+++ Provided data +++
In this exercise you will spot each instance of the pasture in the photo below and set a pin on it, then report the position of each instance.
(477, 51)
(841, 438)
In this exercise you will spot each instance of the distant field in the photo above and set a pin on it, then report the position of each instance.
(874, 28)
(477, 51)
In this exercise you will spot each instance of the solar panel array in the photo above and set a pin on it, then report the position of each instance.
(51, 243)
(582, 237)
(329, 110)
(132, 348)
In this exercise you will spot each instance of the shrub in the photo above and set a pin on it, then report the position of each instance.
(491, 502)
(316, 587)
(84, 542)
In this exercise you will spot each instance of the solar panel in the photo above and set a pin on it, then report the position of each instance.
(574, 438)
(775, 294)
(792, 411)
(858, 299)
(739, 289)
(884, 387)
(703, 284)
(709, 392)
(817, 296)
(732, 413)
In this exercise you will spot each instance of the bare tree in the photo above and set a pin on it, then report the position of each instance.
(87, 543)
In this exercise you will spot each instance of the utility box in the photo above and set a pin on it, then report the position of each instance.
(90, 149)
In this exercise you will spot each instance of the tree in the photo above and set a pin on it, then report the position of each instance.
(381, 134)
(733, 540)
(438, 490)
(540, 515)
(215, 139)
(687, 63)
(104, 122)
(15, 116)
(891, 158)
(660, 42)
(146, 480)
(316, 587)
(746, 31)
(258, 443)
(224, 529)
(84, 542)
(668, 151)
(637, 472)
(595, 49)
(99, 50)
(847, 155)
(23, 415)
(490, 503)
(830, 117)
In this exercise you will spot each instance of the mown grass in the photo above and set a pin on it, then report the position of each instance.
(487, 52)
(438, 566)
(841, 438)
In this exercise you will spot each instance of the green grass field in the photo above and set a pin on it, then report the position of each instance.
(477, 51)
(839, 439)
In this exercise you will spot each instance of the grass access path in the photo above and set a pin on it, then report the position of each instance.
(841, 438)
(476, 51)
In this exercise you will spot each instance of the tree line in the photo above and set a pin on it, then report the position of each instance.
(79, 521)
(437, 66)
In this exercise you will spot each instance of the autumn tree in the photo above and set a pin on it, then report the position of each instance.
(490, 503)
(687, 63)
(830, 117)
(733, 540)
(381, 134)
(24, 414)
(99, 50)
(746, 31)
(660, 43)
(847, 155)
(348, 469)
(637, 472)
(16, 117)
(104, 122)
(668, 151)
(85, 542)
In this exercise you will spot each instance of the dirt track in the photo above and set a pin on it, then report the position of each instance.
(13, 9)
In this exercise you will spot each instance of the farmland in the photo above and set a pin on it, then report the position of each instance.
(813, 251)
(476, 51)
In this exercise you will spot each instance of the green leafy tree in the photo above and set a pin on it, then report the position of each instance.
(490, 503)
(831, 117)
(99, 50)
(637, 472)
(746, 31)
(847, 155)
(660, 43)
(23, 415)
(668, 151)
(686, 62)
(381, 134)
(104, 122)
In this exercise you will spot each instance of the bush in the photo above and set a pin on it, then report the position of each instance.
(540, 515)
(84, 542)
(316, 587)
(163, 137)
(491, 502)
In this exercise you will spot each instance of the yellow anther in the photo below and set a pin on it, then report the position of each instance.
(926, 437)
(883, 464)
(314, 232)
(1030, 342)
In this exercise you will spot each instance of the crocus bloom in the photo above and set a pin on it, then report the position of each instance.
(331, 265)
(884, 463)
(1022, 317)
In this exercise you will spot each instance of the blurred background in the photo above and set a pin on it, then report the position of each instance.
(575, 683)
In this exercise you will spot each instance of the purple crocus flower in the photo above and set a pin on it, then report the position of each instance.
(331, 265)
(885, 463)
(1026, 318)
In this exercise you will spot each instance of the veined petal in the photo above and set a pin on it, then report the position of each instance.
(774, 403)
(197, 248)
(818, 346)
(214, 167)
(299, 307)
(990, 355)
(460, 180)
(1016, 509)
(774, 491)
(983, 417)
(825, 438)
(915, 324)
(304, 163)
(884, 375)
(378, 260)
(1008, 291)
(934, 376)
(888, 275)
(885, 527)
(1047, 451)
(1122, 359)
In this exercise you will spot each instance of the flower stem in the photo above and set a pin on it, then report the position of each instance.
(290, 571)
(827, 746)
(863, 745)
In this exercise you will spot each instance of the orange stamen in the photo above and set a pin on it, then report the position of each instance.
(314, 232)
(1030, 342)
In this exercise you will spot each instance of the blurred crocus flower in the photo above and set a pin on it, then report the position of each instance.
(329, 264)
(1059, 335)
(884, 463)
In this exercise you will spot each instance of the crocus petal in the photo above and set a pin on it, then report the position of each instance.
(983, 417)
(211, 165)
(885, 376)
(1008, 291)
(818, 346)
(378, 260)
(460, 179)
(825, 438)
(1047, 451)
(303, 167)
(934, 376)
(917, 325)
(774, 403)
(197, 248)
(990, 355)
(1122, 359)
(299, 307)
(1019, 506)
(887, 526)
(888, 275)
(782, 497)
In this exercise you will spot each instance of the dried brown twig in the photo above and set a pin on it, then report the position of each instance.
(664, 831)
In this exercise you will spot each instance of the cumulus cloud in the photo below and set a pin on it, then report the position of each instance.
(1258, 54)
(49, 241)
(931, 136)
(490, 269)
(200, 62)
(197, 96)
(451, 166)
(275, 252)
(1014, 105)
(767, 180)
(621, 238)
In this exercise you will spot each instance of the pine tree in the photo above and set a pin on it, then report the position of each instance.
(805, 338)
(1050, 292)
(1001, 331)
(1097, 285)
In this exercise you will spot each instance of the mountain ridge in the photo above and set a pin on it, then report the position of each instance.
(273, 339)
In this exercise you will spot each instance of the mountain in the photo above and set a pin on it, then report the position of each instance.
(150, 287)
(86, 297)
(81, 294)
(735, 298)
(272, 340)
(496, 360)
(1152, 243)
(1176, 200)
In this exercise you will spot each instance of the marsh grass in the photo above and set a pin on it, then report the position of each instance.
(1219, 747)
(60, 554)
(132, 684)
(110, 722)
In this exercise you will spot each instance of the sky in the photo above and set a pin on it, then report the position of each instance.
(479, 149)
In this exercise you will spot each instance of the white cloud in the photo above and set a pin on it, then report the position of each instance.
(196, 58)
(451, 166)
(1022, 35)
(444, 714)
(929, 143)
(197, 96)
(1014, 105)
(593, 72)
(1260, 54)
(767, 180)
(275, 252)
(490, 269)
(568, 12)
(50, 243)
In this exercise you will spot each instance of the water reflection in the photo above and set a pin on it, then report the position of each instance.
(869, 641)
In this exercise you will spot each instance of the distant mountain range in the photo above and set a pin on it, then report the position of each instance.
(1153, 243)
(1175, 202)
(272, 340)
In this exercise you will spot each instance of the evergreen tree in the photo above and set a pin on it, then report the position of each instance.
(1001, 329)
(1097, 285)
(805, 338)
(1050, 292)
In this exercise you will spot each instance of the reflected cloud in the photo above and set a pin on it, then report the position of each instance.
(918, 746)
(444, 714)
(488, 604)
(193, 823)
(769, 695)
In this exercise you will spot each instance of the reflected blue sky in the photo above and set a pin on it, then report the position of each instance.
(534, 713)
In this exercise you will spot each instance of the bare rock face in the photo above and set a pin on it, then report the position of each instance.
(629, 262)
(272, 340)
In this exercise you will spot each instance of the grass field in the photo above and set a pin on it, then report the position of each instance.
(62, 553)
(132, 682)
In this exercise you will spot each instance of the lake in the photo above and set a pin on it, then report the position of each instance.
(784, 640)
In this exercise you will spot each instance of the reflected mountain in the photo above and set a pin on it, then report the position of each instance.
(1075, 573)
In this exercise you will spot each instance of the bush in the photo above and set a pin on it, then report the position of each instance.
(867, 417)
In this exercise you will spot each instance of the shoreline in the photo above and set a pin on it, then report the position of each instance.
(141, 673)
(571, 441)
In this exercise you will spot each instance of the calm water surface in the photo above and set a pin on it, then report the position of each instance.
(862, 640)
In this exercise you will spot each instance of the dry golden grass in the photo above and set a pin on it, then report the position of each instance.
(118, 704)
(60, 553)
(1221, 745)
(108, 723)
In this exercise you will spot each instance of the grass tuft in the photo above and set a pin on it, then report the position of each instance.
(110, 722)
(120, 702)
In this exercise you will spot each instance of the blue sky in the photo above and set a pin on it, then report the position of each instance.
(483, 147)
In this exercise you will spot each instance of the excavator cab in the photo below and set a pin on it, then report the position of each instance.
+++
## Instructions to follow
Your answer should be the lines from the one containing "In this exercise you will spot each instance of the shoreline" through the last line of the records, repeated exactly and with nothing added.

## Solution below
In this exercise you will spot each instance of the shoreline in the photo above and set a pin on it, then report the position of each instance.
(141, 673)
(571, 441)
In this exercise you will spot each instance of the calm water surface in the photo above and set a pin on it, then report the position of each instance.
(862, 640)
In this exercise you will spot each instance of the dry golden grass in the photo above and set a pin on it, then report the position of each instance.
(118, 704)
(60, 553)
(1221, 745)
(108, 723)
In this exercise you will spot each instance of the grass tuft in the photo above and set a pin on it, then report the position of each instance.
(110, 722)
(120, 702)
In this exercise you will spot each instance of the blue sky in the photo above and set a pin on it, then report the position of each instance.
(483, 147)
In this exercise you will spot each instance of the excavator cab in the photo below and set a pin on it, then report the position of each instance.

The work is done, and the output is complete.